◆ **Text excerpt**
::::::::

Question

A thin film of soap solution (${\mu }_s=1.4$) lies on the top of a glass plate (${\mu }_g=1.5$). When visible light is incident almost normal to the plate, two adjacent reflection maxima are observed at two wavelengths $420nm$ and $630nm$. The minimum thickness of the soap solution is

• A. $420nm$
• B. $500nm$
• C. $450nm$
• D. $490nm$

Answer 1

The correct option is C

$450nm$

Step 1: Given Data:

Refractive index of soap solution, ${\mu }_s=1.4$

Refractive index of glass, ${\mu }_g=1.5$

Two adjacent reflection maxima are observed at two wavelengths,

$$\begin{gathered} {\lambda }_1=420nm \\ {\lambda }_2=630nm \end{gathered}$$

Let the thickness of the soap solution is $t$.

Step 2: We have to find the minimum thickness of the soap solution is,

For reflection at the air-soap solution interface, the phase difference is$\pi$.

For reflection at the interface of soap solution to glass also, there will be a phase difference of $\pi$.

::::::::

◆ **What this exercise asks**
A - In the soap film problem, which option does the answer mark as correct?
B - In one to three sentences, explain what the soap film solution says happens to the phase of the light at each of the two surfaces where it reflects.
C - Carry on the worked solution to the soap film problem from its last line.
The items that come after this text play no part in the work asked here.

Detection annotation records
::::::::

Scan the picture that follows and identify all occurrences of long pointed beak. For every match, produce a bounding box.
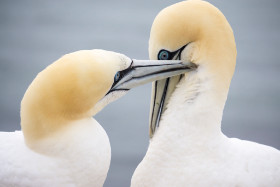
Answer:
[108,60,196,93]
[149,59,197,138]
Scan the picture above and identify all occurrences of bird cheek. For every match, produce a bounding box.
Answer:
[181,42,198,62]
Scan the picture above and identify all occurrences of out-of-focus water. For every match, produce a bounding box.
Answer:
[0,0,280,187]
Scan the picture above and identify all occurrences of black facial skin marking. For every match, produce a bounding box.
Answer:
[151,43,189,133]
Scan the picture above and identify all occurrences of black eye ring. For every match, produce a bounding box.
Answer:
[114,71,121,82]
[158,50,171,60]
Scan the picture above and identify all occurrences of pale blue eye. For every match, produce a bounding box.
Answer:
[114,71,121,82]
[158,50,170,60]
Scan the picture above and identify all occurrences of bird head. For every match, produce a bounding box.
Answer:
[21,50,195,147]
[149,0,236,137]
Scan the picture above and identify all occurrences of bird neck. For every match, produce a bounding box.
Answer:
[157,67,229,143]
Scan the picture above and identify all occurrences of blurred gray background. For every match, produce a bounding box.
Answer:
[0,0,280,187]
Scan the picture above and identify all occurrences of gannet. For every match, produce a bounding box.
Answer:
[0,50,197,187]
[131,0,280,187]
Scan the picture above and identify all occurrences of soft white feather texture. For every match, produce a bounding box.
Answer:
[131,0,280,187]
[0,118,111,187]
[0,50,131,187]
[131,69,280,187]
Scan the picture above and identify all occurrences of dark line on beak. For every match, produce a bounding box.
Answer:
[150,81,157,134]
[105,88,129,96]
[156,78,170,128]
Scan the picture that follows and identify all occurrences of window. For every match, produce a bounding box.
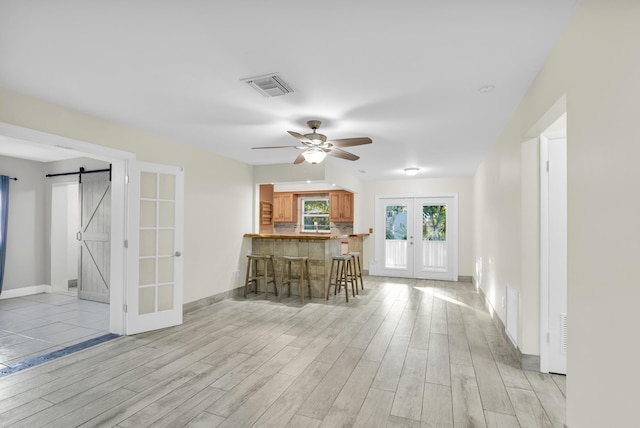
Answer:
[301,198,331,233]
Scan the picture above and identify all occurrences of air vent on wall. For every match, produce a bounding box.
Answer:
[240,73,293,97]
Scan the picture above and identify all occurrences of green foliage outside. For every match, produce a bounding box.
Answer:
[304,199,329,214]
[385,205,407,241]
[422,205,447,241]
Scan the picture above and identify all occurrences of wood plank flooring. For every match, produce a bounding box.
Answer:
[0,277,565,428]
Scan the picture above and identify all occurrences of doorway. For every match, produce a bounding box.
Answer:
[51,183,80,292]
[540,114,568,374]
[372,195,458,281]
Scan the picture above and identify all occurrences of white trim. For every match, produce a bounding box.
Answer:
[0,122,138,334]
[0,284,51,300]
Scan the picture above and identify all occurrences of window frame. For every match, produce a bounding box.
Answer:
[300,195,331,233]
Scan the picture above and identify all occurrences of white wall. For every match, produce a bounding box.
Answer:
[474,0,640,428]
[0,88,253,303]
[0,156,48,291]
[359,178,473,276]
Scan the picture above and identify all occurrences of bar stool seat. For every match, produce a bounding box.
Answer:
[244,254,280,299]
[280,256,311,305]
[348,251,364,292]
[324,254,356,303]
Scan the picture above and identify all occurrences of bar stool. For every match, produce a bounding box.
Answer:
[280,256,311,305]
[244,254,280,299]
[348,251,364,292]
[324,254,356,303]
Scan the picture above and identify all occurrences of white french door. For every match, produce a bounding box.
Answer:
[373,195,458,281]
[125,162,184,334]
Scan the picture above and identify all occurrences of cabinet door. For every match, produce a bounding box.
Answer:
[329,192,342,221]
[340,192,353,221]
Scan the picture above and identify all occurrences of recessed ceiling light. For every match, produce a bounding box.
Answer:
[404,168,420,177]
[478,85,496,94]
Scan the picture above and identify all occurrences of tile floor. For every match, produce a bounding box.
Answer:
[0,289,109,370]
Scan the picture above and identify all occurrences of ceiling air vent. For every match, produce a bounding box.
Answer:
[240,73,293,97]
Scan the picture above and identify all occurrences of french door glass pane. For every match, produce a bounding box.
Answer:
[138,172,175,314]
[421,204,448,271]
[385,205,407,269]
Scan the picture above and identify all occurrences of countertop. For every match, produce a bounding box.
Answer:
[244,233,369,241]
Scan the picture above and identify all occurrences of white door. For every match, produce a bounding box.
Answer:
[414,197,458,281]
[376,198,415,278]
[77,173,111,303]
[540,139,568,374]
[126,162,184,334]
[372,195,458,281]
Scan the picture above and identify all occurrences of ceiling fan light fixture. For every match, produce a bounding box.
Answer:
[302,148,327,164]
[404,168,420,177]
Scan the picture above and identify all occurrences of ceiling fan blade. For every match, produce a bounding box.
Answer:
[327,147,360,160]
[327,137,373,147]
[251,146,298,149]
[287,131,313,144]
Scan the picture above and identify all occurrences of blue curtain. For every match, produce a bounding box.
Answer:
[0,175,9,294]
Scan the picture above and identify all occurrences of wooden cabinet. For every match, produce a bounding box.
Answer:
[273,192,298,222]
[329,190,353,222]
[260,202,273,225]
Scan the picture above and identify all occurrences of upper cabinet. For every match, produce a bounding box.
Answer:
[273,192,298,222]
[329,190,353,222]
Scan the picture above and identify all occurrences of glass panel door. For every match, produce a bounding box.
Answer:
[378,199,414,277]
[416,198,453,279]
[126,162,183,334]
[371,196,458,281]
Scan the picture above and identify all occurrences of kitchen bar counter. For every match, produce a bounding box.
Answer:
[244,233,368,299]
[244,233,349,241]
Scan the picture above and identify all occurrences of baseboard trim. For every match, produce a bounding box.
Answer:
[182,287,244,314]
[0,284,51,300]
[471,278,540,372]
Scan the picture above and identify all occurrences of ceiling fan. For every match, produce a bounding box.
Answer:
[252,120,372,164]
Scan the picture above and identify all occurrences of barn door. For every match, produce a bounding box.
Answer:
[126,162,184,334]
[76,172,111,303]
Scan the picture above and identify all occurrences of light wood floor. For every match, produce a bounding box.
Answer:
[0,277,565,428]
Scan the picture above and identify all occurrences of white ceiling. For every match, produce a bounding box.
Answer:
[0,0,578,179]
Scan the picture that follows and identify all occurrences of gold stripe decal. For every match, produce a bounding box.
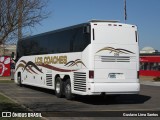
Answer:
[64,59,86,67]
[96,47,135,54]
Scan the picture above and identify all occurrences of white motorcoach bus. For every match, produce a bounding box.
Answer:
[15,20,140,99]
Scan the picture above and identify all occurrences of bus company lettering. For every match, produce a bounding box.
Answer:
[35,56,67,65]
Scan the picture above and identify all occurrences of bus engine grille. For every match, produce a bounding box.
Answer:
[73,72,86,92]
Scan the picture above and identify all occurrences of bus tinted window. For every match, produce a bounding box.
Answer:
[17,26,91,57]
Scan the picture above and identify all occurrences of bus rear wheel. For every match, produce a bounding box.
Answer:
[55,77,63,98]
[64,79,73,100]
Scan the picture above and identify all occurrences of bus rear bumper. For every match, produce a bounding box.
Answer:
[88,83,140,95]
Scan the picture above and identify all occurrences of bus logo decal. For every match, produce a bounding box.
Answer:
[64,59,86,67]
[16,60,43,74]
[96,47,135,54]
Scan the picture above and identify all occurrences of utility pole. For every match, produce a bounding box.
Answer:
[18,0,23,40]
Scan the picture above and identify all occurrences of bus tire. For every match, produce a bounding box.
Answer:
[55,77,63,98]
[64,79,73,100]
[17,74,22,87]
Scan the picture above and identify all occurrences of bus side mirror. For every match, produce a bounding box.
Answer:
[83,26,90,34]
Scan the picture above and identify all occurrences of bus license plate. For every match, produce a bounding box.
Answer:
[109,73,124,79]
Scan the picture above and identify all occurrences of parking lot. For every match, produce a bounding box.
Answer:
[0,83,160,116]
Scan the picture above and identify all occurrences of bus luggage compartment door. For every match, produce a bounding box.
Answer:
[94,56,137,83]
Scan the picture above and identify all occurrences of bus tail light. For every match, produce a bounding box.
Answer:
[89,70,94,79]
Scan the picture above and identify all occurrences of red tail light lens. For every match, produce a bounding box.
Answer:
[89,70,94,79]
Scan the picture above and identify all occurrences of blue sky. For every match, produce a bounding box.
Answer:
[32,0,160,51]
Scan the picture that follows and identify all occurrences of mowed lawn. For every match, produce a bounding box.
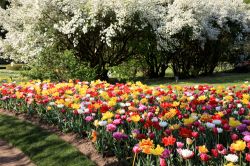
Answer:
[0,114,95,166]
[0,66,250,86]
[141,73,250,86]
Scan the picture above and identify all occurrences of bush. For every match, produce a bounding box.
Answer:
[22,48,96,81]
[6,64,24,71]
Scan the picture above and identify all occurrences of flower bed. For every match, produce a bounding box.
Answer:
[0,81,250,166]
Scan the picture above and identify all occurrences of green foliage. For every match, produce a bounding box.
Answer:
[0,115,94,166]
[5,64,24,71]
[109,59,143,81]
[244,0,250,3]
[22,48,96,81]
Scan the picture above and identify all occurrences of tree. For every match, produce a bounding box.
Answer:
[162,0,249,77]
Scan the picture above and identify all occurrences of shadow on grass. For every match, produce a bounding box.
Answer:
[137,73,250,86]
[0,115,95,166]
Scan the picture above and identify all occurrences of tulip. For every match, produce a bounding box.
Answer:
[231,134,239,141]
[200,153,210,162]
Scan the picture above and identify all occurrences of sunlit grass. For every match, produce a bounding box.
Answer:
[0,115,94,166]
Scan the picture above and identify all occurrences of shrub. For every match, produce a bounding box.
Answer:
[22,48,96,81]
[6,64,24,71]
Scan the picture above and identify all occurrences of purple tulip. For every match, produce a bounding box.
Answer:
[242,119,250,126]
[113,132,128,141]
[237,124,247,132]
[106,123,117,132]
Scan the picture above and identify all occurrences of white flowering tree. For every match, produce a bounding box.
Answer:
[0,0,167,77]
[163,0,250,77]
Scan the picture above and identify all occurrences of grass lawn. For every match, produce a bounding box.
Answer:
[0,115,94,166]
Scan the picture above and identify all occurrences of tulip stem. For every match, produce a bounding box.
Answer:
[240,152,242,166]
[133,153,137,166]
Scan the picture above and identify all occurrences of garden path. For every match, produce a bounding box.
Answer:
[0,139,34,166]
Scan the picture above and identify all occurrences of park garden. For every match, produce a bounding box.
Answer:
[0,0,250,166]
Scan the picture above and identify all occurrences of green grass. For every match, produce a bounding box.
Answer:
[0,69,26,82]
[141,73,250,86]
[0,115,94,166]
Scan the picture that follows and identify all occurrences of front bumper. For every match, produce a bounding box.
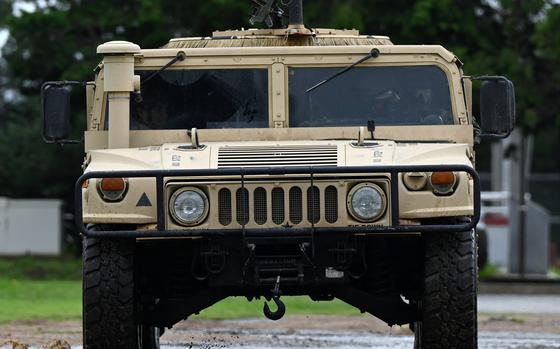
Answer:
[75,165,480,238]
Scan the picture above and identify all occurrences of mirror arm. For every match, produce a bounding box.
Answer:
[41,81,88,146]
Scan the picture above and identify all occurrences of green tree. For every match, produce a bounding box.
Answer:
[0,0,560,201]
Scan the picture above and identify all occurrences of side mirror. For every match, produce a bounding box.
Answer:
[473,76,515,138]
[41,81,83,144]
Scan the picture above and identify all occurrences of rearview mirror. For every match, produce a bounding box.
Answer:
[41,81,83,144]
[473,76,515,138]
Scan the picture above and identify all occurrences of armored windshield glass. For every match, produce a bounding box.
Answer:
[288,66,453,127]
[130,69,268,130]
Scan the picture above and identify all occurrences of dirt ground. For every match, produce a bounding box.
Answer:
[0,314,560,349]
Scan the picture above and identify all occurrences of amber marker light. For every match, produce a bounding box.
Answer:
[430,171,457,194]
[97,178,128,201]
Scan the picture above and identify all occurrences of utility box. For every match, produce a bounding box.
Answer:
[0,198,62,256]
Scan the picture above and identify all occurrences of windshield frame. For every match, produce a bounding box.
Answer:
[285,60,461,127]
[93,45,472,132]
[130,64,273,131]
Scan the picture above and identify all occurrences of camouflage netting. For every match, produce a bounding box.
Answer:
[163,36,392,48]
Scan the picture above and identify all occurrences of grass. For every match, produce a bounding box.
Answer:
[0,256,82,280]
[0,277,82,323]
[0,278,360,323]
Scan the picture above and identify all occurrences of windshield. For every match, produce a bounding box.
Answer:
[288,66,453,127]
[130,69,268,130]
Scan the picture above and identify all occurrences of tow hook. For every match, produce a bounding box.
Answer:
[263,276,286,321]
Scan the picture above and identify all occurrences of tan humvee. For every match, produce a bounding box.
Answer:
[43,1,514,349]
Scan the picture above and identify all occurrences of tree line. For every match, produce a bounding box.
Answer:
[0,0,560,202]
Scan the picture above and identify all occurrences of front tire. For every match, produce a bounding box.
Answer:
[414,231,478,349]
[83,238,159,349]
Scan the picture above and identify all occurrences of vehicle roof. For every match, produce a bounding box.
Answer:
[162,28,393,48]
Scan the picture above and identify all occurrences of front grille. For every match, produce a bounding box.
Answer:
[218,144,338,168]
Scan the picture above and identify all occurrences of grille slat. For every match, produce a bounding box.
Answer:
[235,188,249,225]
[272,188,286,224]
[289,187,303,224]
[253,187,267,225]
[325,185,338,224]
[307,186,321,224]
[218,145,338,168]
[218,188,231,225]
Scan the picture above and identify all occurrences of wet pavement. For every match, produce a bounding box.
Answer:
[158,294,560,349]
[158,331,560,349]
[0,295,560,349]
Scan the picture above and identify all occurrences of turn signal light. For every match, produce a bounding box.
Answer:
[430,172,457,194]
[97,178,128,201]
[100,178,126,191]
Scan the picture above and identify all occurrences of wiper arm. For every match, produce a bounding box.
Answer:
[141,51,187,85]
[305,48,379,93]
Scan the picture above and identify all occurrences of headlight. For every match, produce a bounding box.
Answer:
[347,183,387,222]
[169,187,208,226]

::::::::

◆ **Results in order**
A - Option C, 450 nm.

B - The solution states that reflection at the air–soap solution interface produces a phase difference of π. It states that reflection at the interface between the soap solution and the glass also produces a phase difference of π.

C -
The condition for maximum intensity:

$2\mu t=n\lambda$ (where, $\mu$is the refractive index and $n$ is order)

Step 3: For order $n$:

As we know, the formula of refractive index is $n_1{\lambda }_1=n_2{\lambda }_2$

For n,

$n{\lambda }_1=(n-1){\lambda }_2$

$\Rightarrow$ $n\times 420=(n-1)630$

$\Rightarrow$ $n\times 420=n\times 630-630$

$\Rightarrow$$n\times 420-n\times 630=-630$

$\Rightarrow$ $n(420-630)=-630$

$\Rightarrow$ $n(-210)=-630$

$\Rightarrow$ $210n=630$

$\Rightarrow$ $n=\frac{630}{210}$

$\Rightarrow$ $n=3$

Step 4: Maximum order, where they coincide:

$2\times 1.4\times t=3\times 420$

$\Rightarrow$ $t=\frac{2\times 1.4}{3\times 420}$

$\Rightarrow$ $t=450nm$

Hence, the correct option is (C).